**The task**
Line by line, give the data again exactly as it appears.

**Task data**

——————————

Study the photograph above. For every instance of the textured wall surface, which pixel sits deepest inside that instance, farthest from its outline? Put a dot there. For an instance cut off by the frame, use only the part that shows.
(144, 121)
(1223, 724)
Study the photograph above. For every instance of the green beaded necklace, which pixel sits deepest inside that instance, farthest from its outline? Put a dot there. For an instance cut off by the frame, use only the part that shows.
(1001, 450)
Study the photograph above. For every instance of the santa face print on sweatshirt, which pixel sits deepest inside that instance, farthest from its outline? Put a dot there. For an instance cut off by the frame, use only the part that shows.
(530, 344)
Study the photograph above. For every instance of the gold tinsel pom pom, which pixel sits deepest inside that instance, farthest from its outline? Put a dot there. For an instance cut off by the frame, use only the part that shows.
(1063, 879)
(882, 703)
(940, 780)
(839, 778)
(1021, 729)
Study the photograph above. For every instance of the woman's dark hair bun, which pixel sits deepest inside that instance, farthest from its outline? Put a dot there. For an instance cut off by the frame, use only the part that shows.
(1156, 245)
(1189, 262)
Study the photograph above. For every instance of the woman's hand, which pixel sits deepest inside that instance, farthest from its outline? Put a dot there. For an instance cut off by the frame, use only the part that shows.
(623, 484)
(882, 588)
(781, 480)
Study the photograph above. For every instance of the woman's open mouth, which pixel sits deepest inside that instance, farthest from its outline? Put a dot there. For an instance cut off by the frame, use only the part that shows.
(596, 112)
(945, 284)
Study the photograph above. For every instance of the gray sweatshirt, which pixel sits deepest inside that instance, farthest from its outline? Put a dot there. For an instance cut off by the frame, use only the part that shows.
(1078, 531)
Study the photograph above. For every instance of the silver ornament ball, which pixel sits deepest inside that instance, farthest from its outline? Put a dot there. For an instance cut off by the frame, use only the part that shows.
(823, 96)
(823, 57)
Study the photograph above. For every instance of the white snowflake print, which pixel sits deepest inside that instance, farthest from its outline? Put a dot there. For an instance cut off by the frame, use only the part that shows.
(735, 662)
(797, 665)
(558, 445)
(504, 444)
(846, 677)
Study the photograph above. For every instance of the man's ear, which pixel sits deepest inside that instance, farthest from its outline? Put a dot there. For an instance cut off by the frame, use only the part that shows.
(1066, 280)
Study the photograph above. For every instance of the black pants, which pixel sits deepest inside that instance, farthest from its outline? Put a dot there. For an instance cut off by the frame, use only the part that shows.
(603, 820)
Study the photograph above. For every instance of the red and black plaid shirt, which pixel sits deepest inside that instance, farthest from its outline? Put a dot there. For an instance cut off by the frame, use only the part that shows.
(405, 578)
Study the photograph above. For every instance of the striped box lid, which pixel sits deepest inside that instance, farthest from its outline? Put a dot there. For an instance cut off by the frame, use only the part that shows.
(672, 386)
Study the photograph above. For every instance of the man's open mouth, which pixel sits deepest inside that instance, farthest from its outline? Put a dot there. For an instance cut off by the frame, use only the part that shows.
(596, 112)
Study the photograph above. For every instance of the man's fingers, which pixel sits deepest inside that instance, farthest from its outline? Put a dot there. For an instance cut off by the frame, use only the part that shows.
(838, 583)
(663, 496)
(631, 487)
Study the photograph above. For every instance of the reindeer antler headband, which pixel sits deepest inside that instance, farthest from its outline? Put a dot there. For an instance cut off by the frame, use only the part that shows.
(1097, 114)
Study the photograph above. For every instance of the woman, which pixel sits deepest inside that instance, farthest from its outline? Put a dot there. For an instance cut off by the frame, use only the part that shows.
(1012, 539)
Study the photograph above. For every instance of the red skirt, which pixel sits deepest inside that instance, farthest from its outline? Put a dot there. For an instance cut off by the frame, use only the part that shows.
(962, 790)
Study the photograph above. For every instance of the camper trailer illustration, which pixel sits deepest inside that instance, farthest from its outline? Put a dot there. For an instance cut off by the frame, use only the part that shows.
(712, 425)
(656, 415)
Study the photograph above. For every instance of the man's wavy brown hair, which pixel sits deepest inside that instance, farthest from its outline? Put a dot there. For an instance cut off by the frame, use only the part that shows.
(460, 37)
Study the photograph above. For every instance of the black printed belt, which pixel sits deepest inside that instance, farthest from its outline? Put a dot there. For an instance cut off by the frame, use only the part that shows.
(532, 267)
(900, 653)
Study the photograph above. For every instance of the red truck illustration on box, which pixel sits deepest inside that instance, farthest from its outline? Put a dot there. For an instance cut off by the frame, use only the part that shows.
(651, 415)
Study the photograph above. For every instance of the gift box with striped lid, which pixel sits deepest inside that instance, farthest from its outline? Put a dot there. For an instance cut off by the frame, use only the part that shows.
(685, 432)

——————————

**Exercise answer**
Study the photograph above. For every instance of the textured wall surface, which pixel sits deepest inside that instance, farthest from its outline? Put a dot there. For an instance cut off by the frame, use only the part that shows.
(144, 121)
(1223, 724)
Study the photograph above. For every instance of the green beaded necklace, which pixel sits deepest inside that instance, farthest from its outline? Put a dot there. For an instance cut off by the frame, use only the part that shows.
(1001, 450)
Study the photograph above. For every instance of the santa face print on sweatshirt, which pixel sits deepest inside that instance, farthest from its outline? Put a dot there. For an instance cut off by the frame, use only the part that shows.
(530, 344)
Study the photograph above. For every instance of the gold tinsel pom pom, which pixel sits deepest inside that instance, farthest from its outline? Put a dot there. For an instance cut off by the frame, use only the part that shows.
(1063, 879)
(882, 703)
(940, 780)
(839, 778)
(1021, 729)
Study the photograph above. For every instance of the woman's dark hair bun, which pixel sits deepest inside that instance, farthest from its outline? Put a dot there. For an instance cut off by the frame, use only the part that shows.
(1156, 245)
(1189, 262)
Study the photograph above. For every instance of the woman's hand, which pixel sits deepest inside that instance, farthest from its outline? Put a dot there. For an instance cut off by the frame, use only the part that shows.
(623, 484)
(882, 588)
(781, 480)
Study the photograph above. For every instance of the woman's open mouth, which pixel sits deepest inside that instance, farthest from its outline? Put a dot there. For an instance cut off by the frame, use only the part that shows.
(596, 112)
(945, 284)
Study the photograph above. For every instance of the gray sweatshirt, which pixel sits deepest inside that instance, farthest from its outline? Put a dot there. For an instance cut off by the frame, use only the part that shows.
(1078, 531)
Study the photograph above. For every instance of the silver ornament ball, which pixel sits deepest inside that instance, farthest from its outline? Put a dot there. For an instance cut off by the frame, use only the part that shows.
(823, 96)
(823, 57)
Study the photograph above. For every instance of the white snowflake print, which pixel sits deepest inside that instance, farthest from its outline? Put a dot there. For an instance cut off by the frame, use only the part that shows.
(735, 662)
(797, 665)
(558, 445)
(504, 444)
(846, 677)
Study the photograph above. For every instance of the man's ear, which pixel sits deepest inside that instance, farthest from its outline? Put a dot there. For an instance cut off by the frame, use only the part that shows.
(1066, 280)
Study the photograph above. For every instance of the black pants, which pixel sits deepest inside that instance, farthest from its outline? Put a dot there. For an instance cut off by the frame, use only the part that shows.
(603, 820)
Study the photograph above. For every instance of the red and black plaid shirt, which pixel sits deepest inside that instance, farthest from its outline? Put a dot there. For an instance cut off by the frame, use only the part that shows.
(405, 578)
Study the photograph above. For every instance of the striped box lid, which pixel sits deepest inside that instance, farthest from its outline? Put a dot there. For an instance cut off by the frame, use only the part that shows.
(672, 386)
Study the photograph above. For every instance of the man's open mouth, which pixel sits deepest inside that instance, farthest from its outline? Put a dot there. For an instance cut off by the frame, use only the part that shows.
(596, 112)
Study the photograph above. For every instance of the man's fingers, which pixel sits deepest inside that instance, farthest from its outline? Put a dot there. For an instance cut off by the frame, use only the part that shows.
(838, 583)
(663, 496)
(631, 487)
Study the photograph above. For every instance of the reindeer antler headband, which pixel sits deepest inside that instance, farthest from its outline? Put a dot there. For an instance cut off by the frame, use only the part that shows.
(1097, 114)
Study the photograph above. For every instance of the woman, which pixel sits deepest inside that instance, farthest from its outline? Put a dot there. For an instance cut off by the frame, use only the part that shows.
(1012, 539)
Study the photograph above. For every instance of the red skirt, which pixel sits deepest inside that instance, farthest from its outline? Put a dot there. For an instance cut off by the frame, use only the part that shows.
(962, 790)
Study the photograph above. For every instance of the camper trailer illustration, which pixel sits deepest inside that instance, farthest from its outline? Put a dot there. For an instance cut off by the frame, use only the part that shows.
(712, 425)
(656, 415)
Study the photograph above. For every instance of the man's wavy brown hair, which pixel sits deepest inside that instance, farthest from its outline? Put a dot there. For an instance cut off by the frame, use only the part that shows.
(460, 37)
Study the photograph above. For every instance of the black printed belt, which pixel sits deepest inside that instance, farthest from its outline? Put a dot there. For an instance cut off by the frame, use only the part that shows.
(532, 267)
(900, 653)
Study the photograph above. For every instance of the red truck illustration on box, which pixel sits deepest inside that instance, farthest from its outline? Put a dot there. For an instance cut off by the frame, use only the part that shows.
(651, 415)
Study the photograph above. For every instance of the gift box with striped lid, which pixel sits deepest inside that instance, farthest from its outline? Put a dot there. For an instance cut off by the frame, use only the part that shows.
(685, 432)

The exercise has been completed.